[Natural language region descriptions]
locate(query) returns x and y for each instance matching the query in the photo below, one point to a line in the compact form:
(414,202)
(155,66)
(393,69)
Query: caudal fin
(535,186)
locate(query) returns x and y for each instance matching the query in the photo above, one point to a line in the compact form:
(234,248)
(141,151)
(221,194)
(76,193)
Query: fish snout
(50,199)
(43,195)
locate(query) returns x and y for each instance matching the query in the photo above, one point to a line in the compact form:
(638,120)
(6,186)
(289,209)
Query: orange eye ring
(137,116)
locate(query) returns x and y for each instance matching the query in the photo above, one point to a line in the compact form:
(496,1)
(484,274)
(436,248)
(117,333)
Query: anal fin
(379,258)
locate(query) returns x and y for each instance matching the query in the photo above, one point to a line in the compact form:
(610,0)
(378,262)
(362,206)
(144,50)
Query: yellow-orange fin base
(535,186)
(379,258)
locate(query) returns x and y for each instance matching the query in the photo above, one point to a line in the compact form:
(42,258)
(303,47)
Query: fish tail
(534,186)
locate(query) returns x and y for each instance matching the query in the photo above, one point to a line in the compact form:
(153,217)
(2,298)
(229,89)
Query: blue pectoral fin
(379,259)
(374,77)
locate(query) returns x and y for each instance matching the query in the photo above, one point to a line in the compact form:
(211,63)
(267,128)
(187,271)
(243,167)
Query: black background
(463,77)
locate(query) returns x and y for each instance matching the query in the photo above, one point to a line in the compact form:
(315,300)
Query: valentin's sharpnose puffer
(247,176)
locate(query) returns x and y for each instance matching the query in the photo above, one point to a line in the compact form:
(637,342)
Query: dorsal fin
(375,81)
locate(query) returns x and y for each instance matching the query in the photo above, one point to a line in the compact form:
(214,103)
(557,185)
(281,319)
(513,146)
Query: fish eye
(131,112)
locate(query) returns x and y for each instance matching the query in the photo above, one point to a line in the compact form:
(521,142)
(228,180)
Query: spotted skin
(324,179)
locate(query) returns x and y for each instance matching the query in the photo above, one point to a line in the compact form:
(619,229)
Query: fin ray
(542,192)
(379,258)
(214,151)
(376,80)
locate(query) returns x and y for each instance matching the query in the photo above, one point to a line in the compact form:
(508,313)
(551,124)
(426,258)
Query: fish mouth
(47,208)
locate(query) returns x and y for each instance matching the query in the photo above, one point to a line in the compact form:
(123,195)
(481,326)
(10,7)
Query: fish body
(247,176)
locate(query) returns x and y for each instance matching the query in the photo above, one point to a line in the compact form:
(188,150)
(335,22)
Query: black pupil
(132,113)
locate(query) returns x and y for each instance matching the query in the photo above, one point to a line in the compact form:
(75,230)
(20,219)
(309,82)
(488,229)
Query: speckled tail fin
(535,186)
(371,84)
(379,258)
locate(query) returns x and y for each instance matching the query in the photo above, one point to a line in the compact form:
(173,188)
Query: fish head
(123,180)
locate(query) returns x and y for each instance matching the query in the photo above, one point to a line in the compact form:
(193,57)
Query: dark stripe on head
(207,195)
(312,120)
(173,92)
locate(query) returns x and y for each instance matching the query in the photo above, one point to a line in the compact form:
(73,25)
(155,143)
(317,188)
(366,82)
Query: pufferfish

# BRIEF:
Quote exactly and only the lines from the one holding "Query: fish mouth" through the end of the data.

# RESULT OF THIS EXERCISE:
Query: fish mouth
(47,208)
locate(query) returns x and y for each instance matching the query in the photo above, one point to a line in the compact form:
(123,195)
(481,326)
(10,7)
Query: fish body
(247,176)
locate(query) returns x and y for each instance matching the query in the photo above, one point to a line in the compact form:
(188,150)
(335,22)
Query: black pupil
(132,113)
locate(query) returns x and y for each instance matching the query in the photo above, one point to a line in the compact form:
(75,230)
(20,219)
(309,82)
(488,229)
Query: speckled tail fin
(535,186)
(371,84)
(379,258)
locate(query) returns x and y for each instance matching the query in the photo above, one point to a line in the compact form:
(173,188)
Query: fish head
(123,180)
locate(query) returns x and y for each instance matching the query in the photo above, one point to a line in the compact form:
(193,57)
Query: dark stripe on head
(207,195)
(312,120)
(173,92)
locate(query) returns x and y for each instance matching the query in the photo above, one point to a line in the compact form:
(73,25)
(155,143)
(317,188)
(366,82)
Query: pufferfish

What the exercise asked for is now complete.